--- START ---
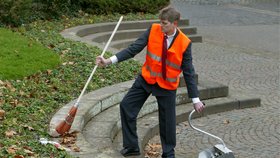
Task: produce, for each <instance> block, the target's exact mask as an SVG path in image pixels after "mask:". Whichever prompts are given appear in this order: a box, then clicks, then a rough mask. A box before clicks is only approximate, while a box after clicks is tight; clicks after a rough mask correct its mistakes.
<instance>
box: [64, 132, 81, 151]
--- END ---
--- START ---
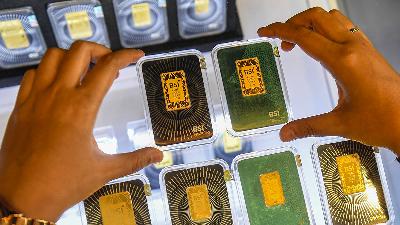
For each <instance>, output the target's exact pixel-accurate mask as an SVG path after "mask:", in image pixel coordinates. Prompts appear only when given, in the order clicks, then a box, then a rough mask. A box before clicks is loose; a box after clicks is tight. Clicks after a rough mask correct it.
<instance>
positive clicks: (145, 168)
--- END ---
- ABOUT THIS TASK -
Extract the listing's lines starting at the one containing "Task: produce, for" and ending at the one containing "box: [64, 132, 81, 151]", copying them character for character.

- RESPONSE BOX -
Task: produce, for each <instance> block, the target's exact mask as an SVG path in image pixels after "mask:". Whichever prompts are given appear in this order: a box, then clicks, then a rough mask. A box before clicks is only approximate, while a box after clicks is tight; clicks after a rough mask correct its mistakes.
<instance>
box: [64, 132, 81, 151]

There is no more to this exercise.